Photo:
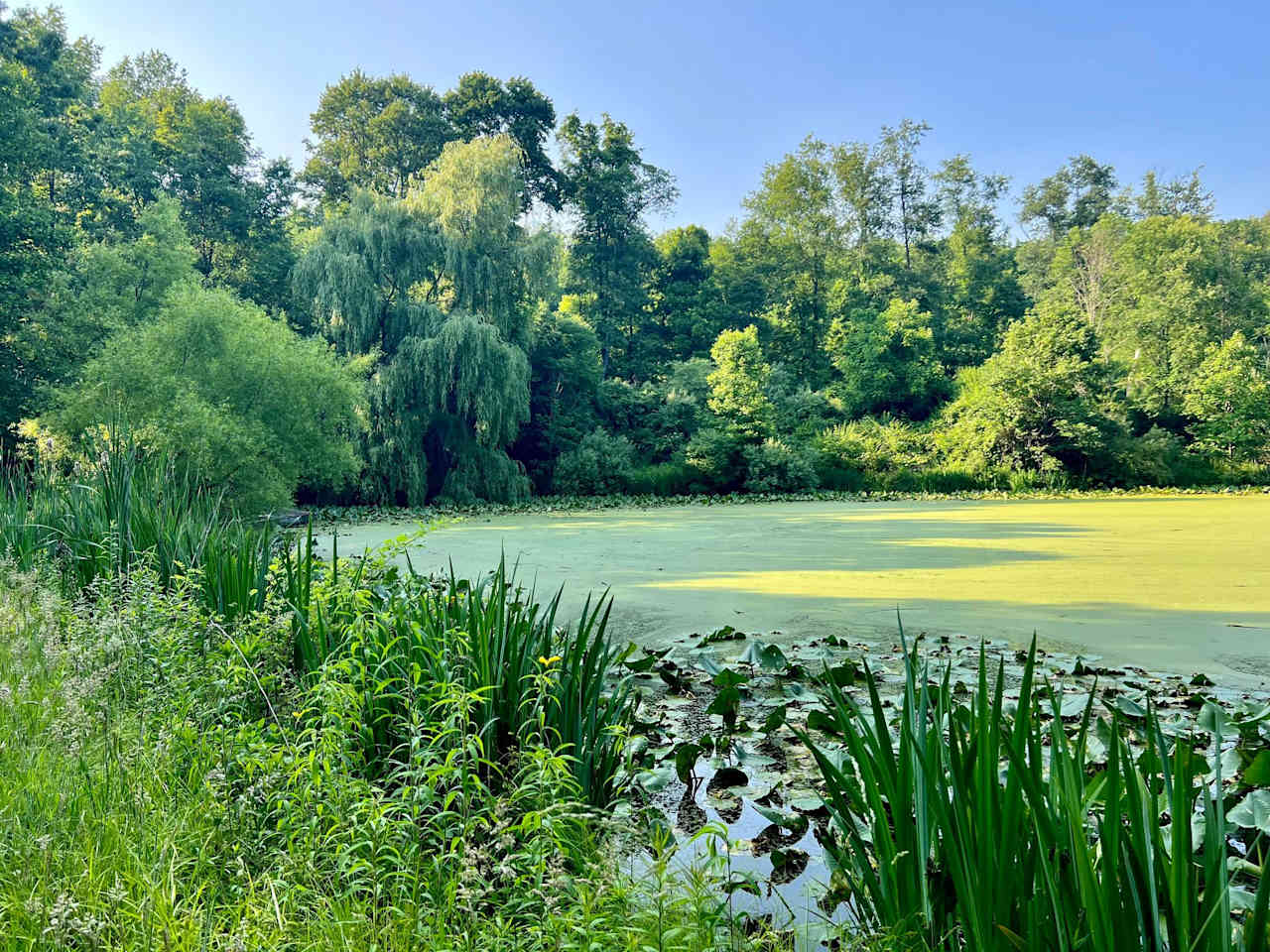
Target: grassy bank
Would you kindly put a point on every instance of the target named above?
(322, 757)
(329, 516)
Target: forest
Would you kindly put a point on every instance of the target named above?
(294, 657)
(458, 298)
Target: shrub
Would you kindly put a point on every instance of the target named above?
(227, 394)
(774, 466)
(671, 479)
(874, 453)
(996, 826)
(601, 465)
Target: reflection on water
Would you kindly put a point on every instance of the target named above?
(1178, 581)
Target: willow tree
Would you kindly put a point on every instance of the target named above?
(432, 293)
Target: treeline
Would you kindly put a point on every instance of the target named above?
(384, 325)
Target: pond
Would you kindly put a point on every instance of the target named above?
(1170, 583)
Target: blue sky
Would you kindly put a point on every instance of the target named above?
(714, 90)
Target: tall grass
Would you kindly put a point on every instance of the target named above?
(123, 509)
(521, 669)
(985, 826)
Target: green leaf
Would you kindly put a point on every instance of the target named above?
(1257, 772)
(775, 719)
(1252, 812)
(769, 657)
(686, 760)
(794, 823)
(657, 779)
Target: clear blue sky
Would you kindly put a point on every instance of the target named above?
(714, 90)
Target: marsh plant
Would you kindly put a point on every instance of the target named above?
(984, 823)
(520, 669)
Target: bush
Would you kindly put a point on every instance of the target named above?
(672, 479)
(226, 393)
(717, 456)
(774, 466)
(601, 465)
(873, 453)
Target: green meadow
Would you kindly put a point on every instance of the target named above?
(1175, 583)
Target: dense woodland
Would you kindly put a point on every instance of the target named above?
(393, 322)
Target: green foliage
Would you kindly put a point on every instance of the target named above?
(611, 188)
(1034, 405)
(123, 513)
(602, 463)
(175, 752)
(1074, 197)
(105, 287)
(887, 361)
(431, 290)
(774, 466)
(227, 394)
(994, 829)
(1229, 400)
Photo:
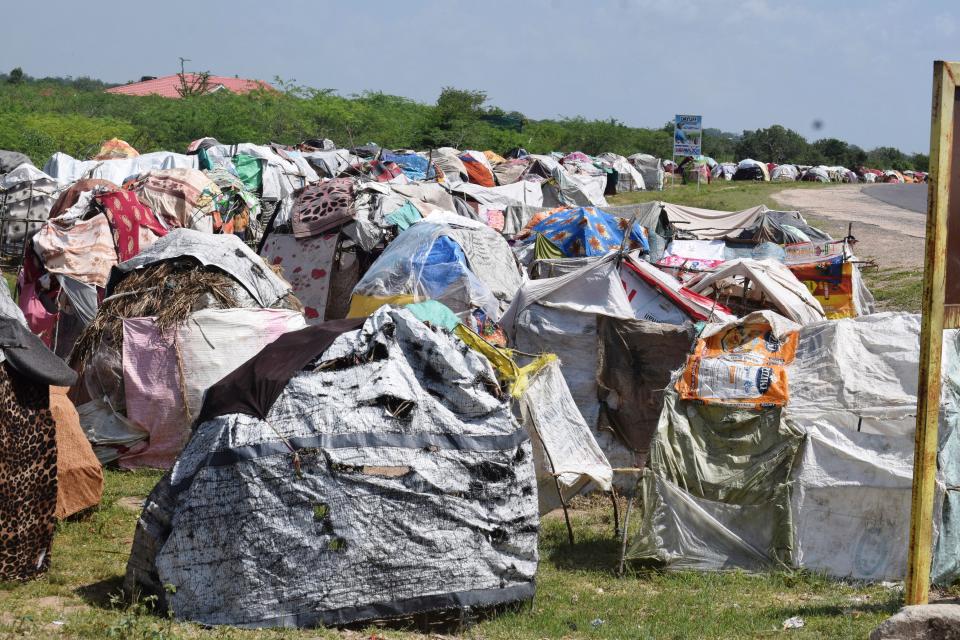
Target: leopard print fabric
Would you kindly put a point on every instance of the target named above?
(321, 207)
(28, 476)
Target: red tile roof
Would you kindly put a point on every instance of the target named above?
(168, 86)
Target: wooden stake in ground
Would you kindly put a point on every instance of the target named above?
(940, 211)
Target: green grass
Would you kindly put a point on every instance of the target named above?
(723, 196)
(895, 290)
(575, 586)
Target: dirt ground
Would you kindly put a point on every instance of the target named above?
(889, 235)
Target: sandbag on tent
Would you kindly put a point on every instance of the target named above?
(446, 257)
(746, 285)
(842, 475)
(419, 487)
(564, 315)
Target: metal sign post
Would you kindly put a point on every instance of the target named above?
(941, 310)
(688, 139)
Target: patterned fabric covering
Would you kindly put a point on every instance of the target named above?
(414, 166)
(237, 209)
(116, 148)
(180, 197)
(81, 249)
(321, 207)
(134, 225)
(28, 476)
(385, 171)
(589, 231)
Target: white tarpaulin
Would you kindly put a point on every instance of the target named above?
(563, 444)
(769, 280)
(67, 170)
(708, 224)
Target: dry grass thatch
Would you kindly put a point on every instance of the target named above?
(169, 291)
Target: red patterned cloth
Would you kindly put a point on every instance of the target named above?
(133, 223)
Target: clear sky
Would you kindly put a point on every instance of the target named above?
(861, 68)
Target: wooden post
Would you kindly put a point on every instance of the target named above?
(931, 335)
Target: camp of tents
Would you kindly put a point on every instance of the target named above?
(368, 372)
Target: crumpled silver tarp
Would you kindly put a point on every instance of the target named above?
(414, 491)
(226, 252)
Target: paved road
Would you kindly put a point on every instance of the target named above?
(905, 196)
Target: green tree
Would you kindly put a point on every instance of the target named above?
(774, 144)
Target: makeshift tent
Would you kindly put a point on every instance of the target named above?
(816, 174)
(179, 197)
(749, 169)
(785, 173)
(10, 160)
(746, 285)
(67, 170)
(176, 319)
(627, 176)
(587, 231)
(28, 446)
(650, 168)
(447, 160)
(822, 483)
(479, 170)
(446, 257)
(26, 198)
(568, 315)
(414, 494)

PROBLEM TO WORK ON:
Could you rewrite the material above with "put a point on" changed to "place a marker on" everywhere it appears, leaving everything else unchanged and leaving out the pictures?

FINAL RESULT:
Photo:
Target: grassy bank
Would you kindly place a marker on every instance of the target named above?
(322, 757)
(329, 516)
Target: forest
Would you kindly place a marker on every instance of the target named above?
(294, 657)
(458, 298)
Target: shrub
Would you kindly place a marker on every instance of the target named above?
(227, 394)
(774, 466)
(671, 479)
(874, 453)
(996, 826)
(601, 465)
Target: reflection on water
Would you kindly place a marker on every instance of the target named above?
(1178, 581)
Target: willow tree
Would you kindly place a marker on every instance of the target named above?
(432, 293)
Target: treeline
Would you kindly place a marker on every instance of the target named above?
(384, 325)
Target: pond
Would you kindly place a marker on every instance of the target named above?
(1170, 583)
Target: blue sky
Would you kindly place a marker on every instance of the target named above?
(714, 90)
Target: tall grass
Would you kindly place a marker on every instance of the target named above?
(123, 509)
(521, 669)
(985, 826)
Target: green leaf
Would you kindly place a marker on every instance of the target named above?
(1257, 772)
(775, 719)
(1252, 812)
(769, 657)
(686, 760)
(794, 823)
(657, 779)
Target: clear blue sky
Would you kindly place a marker on every instance of the target named above?
(714, 90)
Target: marsh plant
Would you kindly place a marker on every instance of the target named above?
(984, 823)
(520, 669)
Target: bush
Would you kindly place a marker on every instance of the target named above?
(672, 479)
(226, 393)
(717, 456)
(774, 466)
(601, 465)
(873, 453)
Target: green meadow
Would you kindly place a marker on every instance of the target named above?
(1175, 583)
Target: dense woodland
Would you kindly place a marker on every instance of the target named above?
(393, 322)
Target: green foliage
Would you kindly place a marker on every instance of the target named above?
(611, 188)
(1034, 405)
(123, 513)
(602, 463)
(175, 752)
(1074, 197)
(105, 287)
(887, 361)
(431, 290)
(774, 466)
(227, 394)
(994, 829)
(1229, 400)
Photo:
Target: leopard print fabric
Would you kindly place a marker on every instance of the target named above?
(321, 207)
(28, 476)
Target: red tile roof
Would you kindly place a marker on every instance of the target named above?
(168, 86)
Target: wooden stake in ground
Would you kindly place a marker on every instance of the target named above?
(940, 211)
Target: green grass
Would you kindly place a marker on every instance of the target named above?
(723, 196)
(895, 290)
(575, 586)
Target: dirt ground
Would you kindly place a marker on every instance of the target named above?
(889, 235)
Target: sandbag on tent
Would you kindly place a marker on every instance of the target named above?
(446, 257)
(746, 285)
(842, 475)
(419, 487)
(564, 315)
Target: metal sign post
Would you kindly place a marker on every instance of the target named above?
(941, 310)
(688, 139)
Target: patterned fabric covering
Would you kindly place a marker on every instance of the target named above?
(414, 166)
(237, 209)
(116, 148)
(180, 197)
(81, 249)
(321, 207)
(134, 225)
(28, 476)
(385, 171)
(589, 231)
Target: white tarpaulin
Would you kindly place a marker on every instance of the target named above?
(563, 444)
(769, 280)
(67, 170)
(708, 224)
Target: dry grass thatch
Would you kindly place a marker on every instance of the target named above?
(169, 291)
Target: red patterned cloth
Would you kindly place a marker on every instance of the target named above?
(133, 223)
Target: clear sky
Would you kindly place a marker on every instance of the target named above?
(861, 68)
Target: wooden post
Would you kindly place a marker on every instance of the target named above?
(931, 335)
Target: camp of tents
Would you kindly place a marker on every instance of the target named above?
(368, 372)
Target: crumpled silver tarp
Would you kindly place a marker on every instance of the target named above?
(414, 491)
(226, 252)
Target: paved road
Would you kindly place a marker on every instance of the target named above?
(905, 196)
Target: green tree
Would you kindly place a marker on every instance of the target named above?
(774, 144)
Target: makeshift tent
Would you kindly place a marker on every instance of the target named above?
(816, 174)
(179, 197)
(749, 169)
(785, 173)
(10, 160)
(746, 285)
(67, 170)
(176, 319)
(627, 176)
(587, 231)
(28, 446)
(650, 168)
(447, 160)
(822, 483)
(479, 170)
(446, 257)
(26, 198)
(568, 315)
(414, 494)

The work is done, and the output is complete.